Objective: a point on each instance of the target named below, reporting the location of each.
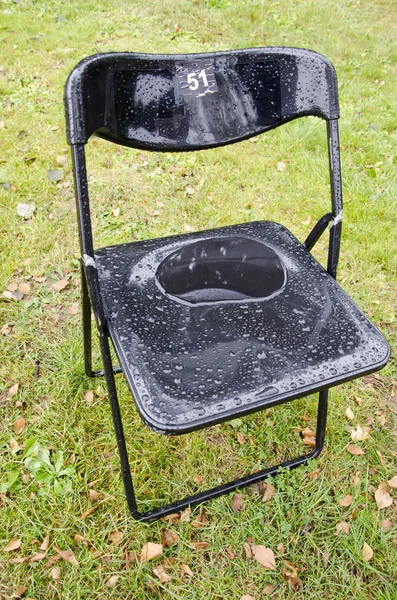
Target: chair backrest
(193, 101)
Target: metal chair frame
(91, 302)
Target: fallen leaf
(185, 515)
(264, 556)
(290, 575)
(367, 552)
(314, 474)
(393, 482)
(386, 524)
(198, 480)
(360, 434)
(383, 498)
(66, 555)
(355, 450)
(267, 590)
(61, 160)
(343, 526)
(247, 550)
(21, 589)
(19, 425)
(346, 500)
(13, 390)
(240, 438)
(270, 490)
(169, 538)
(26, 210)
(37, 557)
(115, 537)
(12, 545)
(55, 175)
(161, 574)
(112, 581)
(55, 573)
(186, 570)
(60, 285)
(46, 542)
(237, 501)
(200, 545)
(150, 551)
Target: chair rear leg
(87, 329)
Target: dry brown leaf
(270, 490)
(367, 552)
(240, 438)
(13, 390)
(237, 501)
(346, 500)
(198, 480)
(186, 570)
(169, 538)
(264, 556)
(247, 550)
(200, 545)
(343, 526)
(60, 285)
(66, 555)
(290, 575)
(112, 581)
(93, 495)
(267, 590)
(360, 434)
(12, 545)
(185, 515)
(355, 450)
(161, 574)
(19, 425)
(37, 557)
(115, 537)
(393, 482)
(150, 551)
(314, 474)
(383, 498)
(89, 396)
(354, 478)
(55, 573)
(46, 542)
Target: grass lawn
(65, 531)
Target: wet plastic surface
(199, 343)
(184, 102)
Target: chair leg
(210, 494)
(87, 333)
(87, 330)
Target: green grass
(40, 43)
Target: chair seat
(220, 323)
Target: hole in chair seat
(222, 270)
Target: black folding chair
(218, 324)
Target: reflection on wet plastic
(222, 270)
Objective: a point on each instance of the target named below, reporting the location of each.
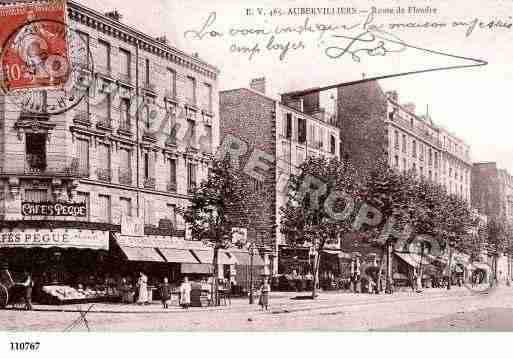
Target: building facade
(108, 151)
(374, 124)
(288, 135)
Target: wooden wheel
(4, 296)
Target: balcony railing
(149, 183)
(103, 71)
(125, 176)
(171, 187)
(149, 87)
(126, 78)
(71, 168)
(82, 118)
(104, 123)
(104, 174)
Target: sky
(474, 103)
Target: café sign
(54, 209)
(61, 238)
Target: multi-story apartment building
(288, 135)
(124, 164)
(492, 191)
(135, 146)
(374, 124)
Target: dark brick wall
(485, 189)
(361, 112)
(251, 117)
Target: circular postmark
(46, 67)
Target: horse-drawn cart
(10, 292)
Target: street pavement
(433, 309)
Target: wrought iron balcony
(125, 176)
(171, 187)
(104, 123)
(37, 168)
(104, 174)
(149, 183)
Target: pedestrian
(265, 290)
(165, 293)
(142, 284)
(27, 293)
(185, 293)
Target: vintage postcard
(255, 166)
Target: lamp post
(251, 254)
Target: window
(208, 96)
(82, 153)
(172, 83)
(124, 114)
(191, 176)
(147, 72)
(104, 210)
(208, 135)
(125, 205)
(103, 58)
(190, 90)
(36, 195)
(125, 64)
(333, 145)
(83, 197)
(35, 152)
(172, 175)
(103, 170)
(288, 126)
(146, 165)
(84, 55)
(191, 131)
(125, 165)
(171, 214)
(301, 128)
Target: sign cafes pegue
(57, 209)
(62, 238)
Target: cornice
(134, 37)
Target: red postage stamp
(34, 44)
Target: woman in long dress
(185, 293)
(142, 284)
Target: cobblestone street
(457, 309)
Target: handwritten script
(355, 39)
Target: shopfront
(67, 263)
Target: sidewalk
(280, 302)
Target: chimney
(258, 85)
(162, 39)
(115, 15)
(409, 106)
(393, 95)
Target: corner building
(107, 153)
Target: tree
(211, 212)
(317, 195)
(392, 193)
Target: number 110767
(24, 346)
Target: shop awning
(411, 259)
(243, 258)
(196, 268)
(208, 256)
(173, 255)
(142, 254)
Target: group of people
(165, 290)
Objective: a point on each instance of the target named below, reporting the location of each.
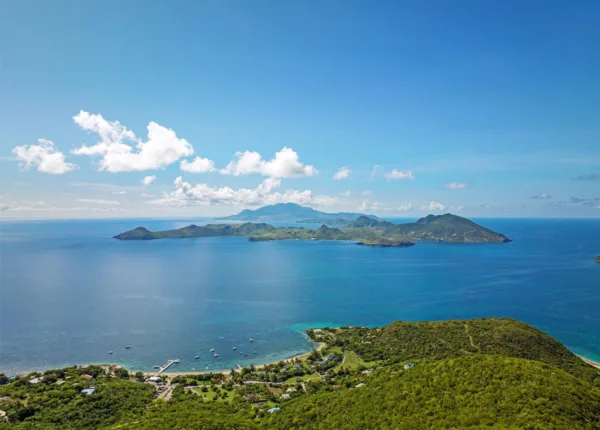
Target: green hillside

# TRY IT
Please print the entries shown above again, exactly, and skip the pictures.

# TASK OUTPUT
Objective: a point on each instance of the target named below, reporting the location of each.
Target: chair backrest
(193, 101)
Target: metal chair frame
(91, 302)
Target: fallen leaf
(185, 515)
(264, 556)
(290, 575)
(367, 552)
(314, 474)
(393, 482)
(386, 524)
(198, 480)
(360, 434)
(383, 498)
(66, 555)
(355, 450)
(267, 590)
(61, 160)
(343, 526)
(247, 550)
(21, 589)
(19, 425)
(346, 500)
(13, 390)
(240, 438)
(270, 490)
(169, 538)
(26, 210)
(37, 557)
(115, 537)
(12, 545)
(55, 175)
(161, 574)
(112, 581)
(55, 573)
(186, 570)
(60, 285)
(46, 542)
(237, 501)
(200, 545)
(150, 551)
Target: chair rear leg
(87, 329)
Target: dry brown leaf
(270, 490)
(367, 552)
(240, 438)
(13, 390)
(237, 501)
(346, 500)
(198, 480)
(186, 570)
(169, 538)
(264, 556)
(247, 550)
(200, 545)
(343, 526)
(60, 285)
(66, 555)
(290, 575)
(112, 581)
(93, 495)
(267, 590)
(360, 434)
(12, 545)
(185, 515)
(355, 450)
(161, 574)
(19, 425)
(37, 557)
(115, 537)
(393, 482)
(150, 551)
(314, 474)
(383, 498)
(89, 396)
(354, 478)
(55, 573)
(46, 542)
Target: grass lawn
(65, 531)
Target: wet plastic surface
(199, 343)
(184, 102)
Target: chair leg
(210, 494)
(87, 333)
(87, 330)
Target: green grass
(40, 43)
Target: chair seat
(220, 323)
Target: hole in chair seat
(222, 270)
Target: black folding chair
(218, 324)
Target: reflection on wet plastic
(222, 270)
Objective: a point on each instance of the target named below, reporting the location of each.
Target: building facade
(108, 151)
(374, 124)
(288, 135)
Target: wooden wheel
(4, 296)
Target: balcony railing
(149, 183)
(103, 71)
(125, 176)
(171, 187)
(149, 87)
(126, 78)
(71, 168)
(82, 118)
(104, 123)
(104, 174)
Target: sky
(474, 103)
Target: café sign
(54, 209)
(61, 238)
Target: multi-story apartment building
(288, 135)
(124, 164)
(492, 191)
(135, 146)
(374, 124)
Target: dark brick wall
(485, 189)
(361, 112)
(251, 117)
Target: circular postmark
(46, 67)
Target: horse-drawn cart
(10, 292)
Target: street pavement
(433, 309)
Target: wrought iron balcony
(125, 176)
(171, 187)
(104, 123)
(37, 168)
(104, 174)
(149, 183)
Target: pedestrian
(265, 290)
(165, 293)
(142, 284)
(27, 293)
(185, 293)
Target: vintage postcard
(255, 166)
Target: lamp post
(251, 254)
Target: window
(208, 96)
(82, 153)
(172, 83)
(124, 114)
(191, 176)
(147, 72)
(104, 210)
(208, 135)
(125, 205)
(103, 58)
(190, 90)
(36, 195)
(125, 64)
(333, 145)
(83, 197)
(35, 152)
(172, 175)
(103, 170)
(288, 126)
(146, 165)
(84, 55)
(191, 131)
(125, 165)
(171, 214)
(301, 128)
Target: sign cafes pegue
(57, 209)
(62, 238)
Target: cornice
(134, 37)
Target: red postage stamp
(34, 44)
Target: woman in long dress
(185, 293)
(142, 284)
Target: cobblestone street
(457, 309)
Target: handwritten script
(355, 39)
Target: shopfront
(67, 263)
Target: sidewalk
(280, 302)
Target: chimney
(258, 85)
(162, 39)
(115, 15)
(409, 106)
(393, 95)
Target: corner building
(107, 153)
Target: tree
(211, 212)
(317, 195)
(392, 193)
Target: number 110767
(24, 346)
Target: shop awning
(411, 259)
(243, 258)
(196, 268)
(208, 256)
(173, 255)
(142, 254)
Target: group of people
(165, 290)
Objective: a point on each instance of the target named below, reporting the location of each.
Target: green hillside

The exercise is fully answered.